## THE TASK
Rewrite the records from the line containing "[output] one dot per instance, form <point>531,395</point>." through the end of the records, both ends included. Replace "boy's" with "child's" and change nothing else.

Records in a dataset
Begin

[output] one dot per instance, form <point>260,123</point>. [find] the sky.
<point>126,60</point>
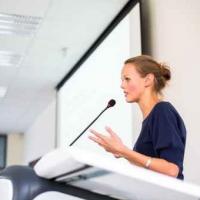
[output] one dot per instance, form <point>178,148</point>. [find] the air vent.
<point>8,58</point>
<point>18,24</point>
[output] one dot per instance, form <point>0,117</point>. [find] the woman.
<point>161,143</point>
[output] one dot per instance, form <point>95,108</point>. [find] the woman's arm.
<point>114,145</point>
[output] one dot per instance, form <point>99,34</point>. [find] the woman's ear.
<point>149,80</point>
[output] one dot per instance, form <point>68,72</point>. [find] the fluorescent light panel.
<point>3,91</point>
<point>18,24</point>
<point>8,58</point>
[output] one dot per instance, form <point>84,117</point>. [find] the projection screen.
<point>98,80</point>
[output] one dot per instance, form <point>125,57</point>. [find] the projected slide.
<point>98,80</point>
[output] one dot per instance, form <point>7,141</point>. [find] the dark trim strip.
<point>71,172</point>
<point>126,9</point>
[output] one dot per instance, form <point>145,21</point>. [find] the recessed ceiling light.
<point>18,24</point>
<point>8,58</point>
<point>3,91</point>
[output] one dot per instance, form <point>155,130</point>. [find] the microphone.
<point>110,104</point>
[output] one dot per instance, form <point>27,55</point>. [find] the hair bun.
<point>165,71</point>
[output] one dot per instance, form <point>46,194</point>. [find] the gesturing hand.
<point>111,143</point>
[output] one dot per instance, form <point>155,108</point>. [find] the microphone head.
<point>111,103</point>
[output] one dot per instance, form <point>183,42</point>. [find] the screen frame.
<point>4,138</point>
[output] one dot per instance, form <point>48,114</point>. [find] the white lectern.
<point>112,177</point>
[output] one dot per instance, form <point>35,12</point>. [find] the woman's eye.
<point>127,79</point>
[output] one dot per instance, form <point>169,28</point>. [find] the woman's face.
<point>132,84</point>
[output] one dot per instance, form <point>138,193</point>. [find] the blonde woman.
<point>161,144</point>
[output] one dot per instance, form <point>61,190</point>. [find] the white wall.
<point>40,138</point>
<point>172,34</point>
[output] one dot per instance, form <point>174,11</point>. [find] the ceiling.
<point>66,30</point>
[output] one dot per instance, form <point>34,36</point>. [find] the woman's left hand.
<point>111,143</point>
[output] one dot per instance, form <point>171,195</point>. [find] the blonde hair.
<point>147,65</point>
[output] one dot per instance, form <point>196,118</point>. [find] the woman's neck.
<point>147,102</point>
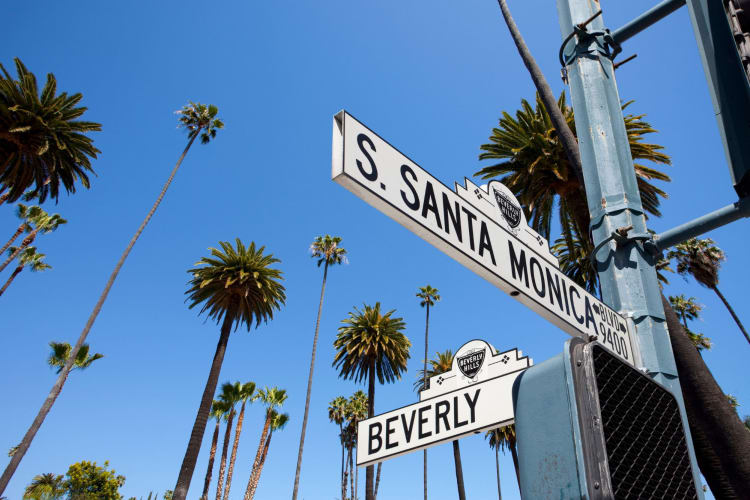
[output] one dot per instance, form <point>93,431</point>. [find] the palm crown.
<point>369,337</point>
<point>238,282</point>
<point>42,144</point>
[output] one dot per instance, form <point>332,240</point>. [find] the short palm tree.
<point>702,260</point>
<point>61,353</point>
<point>218,410</point>
<point>200,121</point>
<point>442,363</point>
<point>245,393</point>
<point>427,296</point>
<point>371,345</point>
<point>230,396</point>
<point>327,249</point>
<point>45,487</point>
<point>337,415</point>
<point>28,258</point>
<point>272,398</point>
<point>234,286</point>
<point>43,145</point>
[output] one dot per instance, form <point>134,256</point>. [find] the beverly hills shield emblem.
<point>510,211</point>
<point>471,363</point>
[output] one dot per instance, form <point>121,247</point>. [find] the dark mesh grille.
<point>646,449</point>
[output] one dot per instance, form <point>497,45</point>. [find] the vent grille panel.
<point>645,440</point>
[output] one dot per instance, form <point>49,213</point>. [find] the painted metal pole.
<point>626,272</point>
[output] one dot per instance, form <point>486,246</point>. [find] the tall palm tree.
<point>371,345</point>
<point>441,364</point>
<point>278,422</point>
<point>689,308</point>
<point>27,216</point>
<point>337,415</point>
<point>28,258</point>
<point>43,223</point>
<point>42,142</point>
<point>328,251</point>
<point>230,396</point>
<point>245,393</point>
<point>45,487</point>
<point>61,354</point>
<point>428,296</point>
<point>272,398</point>
<point>218,410</point>
<point>199,120</point>
<point>702,259</point>
<point>234,286</point>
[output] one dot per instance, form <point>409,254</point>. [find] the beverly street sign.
<point>475,395</point>
<point>483,228</point>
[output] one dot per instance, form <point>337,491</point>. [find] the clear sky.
<point>430,77</point>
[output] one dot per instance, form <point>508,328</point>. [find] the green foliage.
<point>198,118</point>
<point>369,337</point>
<point>237,282</point>
<point>327,250</point>
<point>61,353</point>
<point>87,481</point>
<point>43,145</point>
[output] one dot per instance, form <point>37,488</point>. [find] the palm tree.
<point>199,120</point>
<point>218,410</point>
<point>28,258</point>
<point>45,487</point>
<point>702,259</point>
<point>61,354</point>
<point>272,398</point>
<point>235,286</point>
<point>245,393</point>
<point>688,308</point>
<point>370,345</point>
<point>230,396</point>
<point>27,216</point>
<point>43,223</point>
<point>328,251</point>
<point>428,296</point>
<point>337,414</point>
<point>442,363</point>
<point>500,439</point>
<point>42,143</point>
<point>278,422</point>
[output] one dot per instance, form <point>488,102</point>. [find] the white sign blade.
<point>488,234</point>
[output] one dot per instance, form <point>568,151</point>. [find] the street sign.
<point>475,395</point>
<point>482,227</point>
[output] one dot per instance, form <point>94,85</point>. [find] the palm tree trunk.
<point>377,479</point>
<point>209,471</point>
<point>720,439</point>
<point>26,242</point>
<point>309,386</point>
<point>234,450</point>
<point>567,138</point>
<point>459,471</point>
<point>251,483</point>
<point>224,453</point>
<point>370,470</point>
<point>18,233</point>
<point>731,311</point>
<point>16,272</point>
<point>424,386</point>
<point>497,469</point>
<point>186,472</point>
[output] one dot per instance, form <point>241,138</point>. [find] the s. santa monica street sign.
<point>483,228</point>
<point>475,395</point>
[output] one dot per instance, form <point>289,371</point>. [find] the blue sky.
<point>430,77</point>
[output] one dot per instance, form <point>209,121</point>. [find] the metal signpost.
<point>483,228</point>
<point>475,395</point>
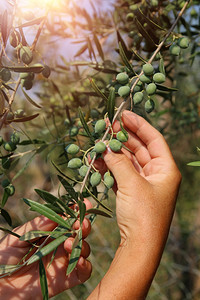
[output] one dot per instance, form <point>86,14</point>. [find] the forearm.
<point>131,272</point>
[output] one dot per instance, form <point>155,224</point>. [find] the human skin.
<point>25,283</point>
<point>147,184</point>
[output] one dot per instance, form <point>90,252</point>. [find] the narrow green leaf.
<point>39,233</point>
<point>52,257</point>
<point>47,249</point>
<point>81,50</point>
<point>63,174</point>
<point>36,21</point>
<point>47,212</point>
<point>85,126</point>
<point>123,130</point>
<point>97,200</point>
<point>23,119</point>
<point>10,232</point>
<point>82,210</point>
<point>68,188</point>
<point>75,254</point>
<point>125,59</point>
<point>6,216</point>
<point>165,88</point>
<point>144,33</point>
<point>97,211</point>
<point>111,104</point>
<point>34,68</point>
<point>139,56</point>
<point>98,91</point>
<point>4,199</point>
<point>43,281</point>
<point>162,66</point>
<point>98,45</point>
<point>150,22</point>
<point>127,53</point>
<point>30,100</point>
<point>194,164</point>
<point>6,269</point>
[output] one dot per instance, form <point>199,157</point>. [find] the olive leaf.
<point>30,100</point>
<point>125,59</point>
<point>47,212</point>
<point>47,249</point>
<point>111,104</point>
<point>43,281</point>
<point>76,252</point>
<point>85,126</point>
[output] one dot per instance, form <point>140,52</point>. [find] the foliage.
<point>134,58</point>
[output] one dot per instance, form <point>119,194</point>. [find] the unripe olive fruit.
<point>15,138</point>
<point>149,106</point>
<point>138,97</point>
<point>193,13</point>
<point>154,2</point>
<point>28,76</point>
<point>133,7</point>
<point>95,179</point>
<point>122,137</point>
<point>46,72</point>
<point>175,50</point>
<point>137,88</point>
<point>10,190</point>
<point>5,75</point>
<point>148,69</point>
<point>151,89</point>
<point>9,146</point>
<point>100,126</point>
<point>6,163</point>
<point>5,183</point>
<point>100,147</point>
<point>124,91</point>
<point>27,84</point>
<point>145,79</point>
<point>73,131</point>
<point>94,113</point>
<point>10,116</point>
<point>184,43</point>
<point>115,145</point>
<point>14,39</point>
<point>19,113</point>
<point>75,163</point>
<point>28,15</point>
<point>159,77</point>
<point>83,171</point>
<point>26,55</point>
<point>1,140</point>
<point>130,17</point>
<point>72,149</point>
<point>109,181</point>
<point>122,78</point>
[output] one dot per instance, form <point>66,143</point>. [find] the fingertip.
<point>84,269</point>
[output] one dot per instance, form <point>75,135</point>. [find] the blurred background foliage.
<point>76,42</point>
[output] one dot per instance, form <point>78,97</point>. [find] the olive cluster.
<point>178,45</point>
<point>80,162</point>
<point>8,187</point>
<point>10,145</point>
<point>145,87</point>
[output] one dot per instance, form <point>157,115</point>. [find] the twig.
<point>124,102</point>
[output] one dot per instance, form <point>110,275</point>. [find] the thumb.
<point>121,168</point>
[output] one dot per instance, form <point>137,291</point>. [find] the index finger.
<point>153,139</point>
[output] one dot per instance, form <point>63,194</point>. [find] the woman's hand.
<point>25,283</point>
<point>147,183</point>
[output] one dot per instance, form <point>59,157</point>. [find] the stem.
<point>134,84</point>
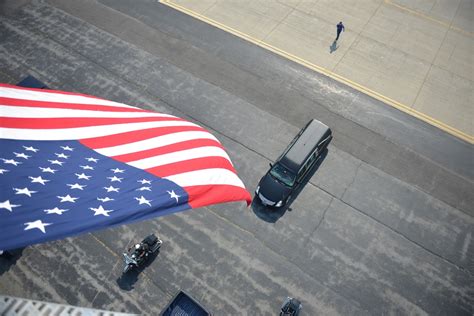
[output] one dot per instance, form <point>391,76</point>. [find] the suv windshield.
<point>283,175</point>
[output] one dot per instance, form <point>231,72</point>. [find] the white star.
<point>37,224</point>
<point>56,162</point>
<point>6,205</point>
<point>76,186</point>
<point>115,179</point>
<point>92,159</point>
<point>100,211</point>
<point>55,211</point>
<point>173,195</point>
<point>10,161</point>
<point>24,191</point>
<point>67,198</point>
<point>38,180</point>
<point>61,155</point>
<point>111,189</point>
<point>87,167</point>
<point>21,155</point>
<point>48,170</point>
<point>141,200</point>
<point>143,181</point>
<point>144,189</point>
<point>31,148</point>
<point>82,176</point>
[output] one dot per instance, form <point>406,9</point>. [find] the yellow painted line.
<point>427,17</point>
<point>355,85</point>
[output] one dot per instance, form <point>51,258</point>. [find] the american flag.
<point>72,163</point>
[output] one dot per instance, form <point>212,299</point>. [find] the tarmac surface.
<point>416,56</point>
<point>384,225</point>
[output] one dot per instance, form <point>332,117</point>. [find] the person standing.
<point>340,28</point>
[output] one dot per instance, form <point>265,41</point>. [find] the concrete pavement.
<point>413,55</point>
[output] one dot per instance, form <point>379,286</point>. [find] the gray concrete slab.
<point>387,49</point>
<point>381,227</point>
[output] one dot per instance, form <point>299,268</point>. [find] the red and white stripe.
<point>161,144</point>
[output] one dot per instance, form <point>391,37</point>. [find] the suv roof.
<point>303,147</point>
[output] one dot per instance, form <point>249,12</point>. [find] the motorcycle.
<point>138,254</point>
<point>291,307</point>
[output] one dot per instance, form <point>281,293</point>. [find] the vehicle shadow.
<point>126,281</point>
<point>273,214</point>
<point>9,258</point>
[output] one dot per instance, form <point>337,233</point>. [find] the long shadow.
<point>126,281</point>
<point>9,258</point>
<point>273,214</point>
<point>333,47</point>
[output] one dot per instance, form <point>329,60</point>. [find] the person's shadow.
<point>126,281</point>
<point>9,258</point>
<point>273,214</point>
<point>333,47</point>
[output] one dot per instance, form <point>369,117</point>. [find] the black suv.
<point>287,173</point>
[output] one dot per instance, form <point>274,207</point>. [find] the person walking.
<point>340,28</point>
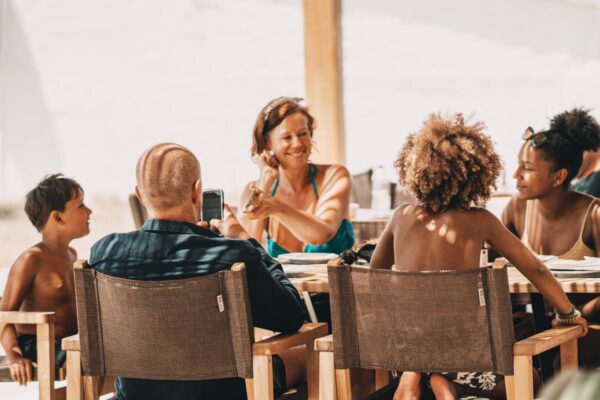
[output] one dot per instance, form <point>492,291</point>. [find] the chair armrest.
<point>546,340</point>
<point>26,317</point>
<point>71,343</point>
<point>324,343</point>
<point>278,343</point>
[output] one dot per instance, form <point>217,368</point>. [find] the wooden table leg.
<point>546,359</point>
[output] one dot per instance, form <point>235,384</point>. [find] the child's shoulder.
<point>30,259</point>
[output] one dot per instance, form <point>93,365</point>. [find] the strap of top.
<point>525,236</point>
<point>585,219</point>
<point>312,171</point>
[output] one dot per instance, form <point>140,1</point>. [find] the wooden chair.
<point>202,325</point>
<point>45,373</point>
<point>138,211</point>
<point>449,321</point>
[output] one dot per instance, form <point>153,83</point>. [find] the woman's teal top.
<point>343,239</point>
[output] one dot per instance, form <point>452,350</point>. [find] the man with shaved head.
<point>171,245</point>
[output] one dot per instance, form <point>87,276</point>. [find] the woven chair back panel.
<point>435,322</point>
<point>164,329</point>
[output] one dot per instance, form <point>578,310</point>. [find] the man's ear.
<point>197,193</point>
<point>137,194</point>
<point>560,176</point>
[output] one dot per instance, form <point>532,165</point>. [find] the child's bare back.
<point>43,278</point>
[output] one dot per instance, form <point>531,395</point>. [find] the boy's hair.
<point>52,193</point>
<point>272,115</point>
<point>449,164</point>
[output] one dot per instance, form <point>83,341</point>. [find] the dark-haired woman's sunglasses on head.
<point>537,139</point>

End

## SOLUTION TO THIS EXERCISE
[output] one dot per instance, form <point>531,395</point>. [find] the child's hair.
<point>52,193</point>
<point>272,115</point>
<point>449,164</point>
[output] one dot per instance, form <point>83,341</point>. [find] the dark-haired woman's sunglasses on head.
<point>537,139</point>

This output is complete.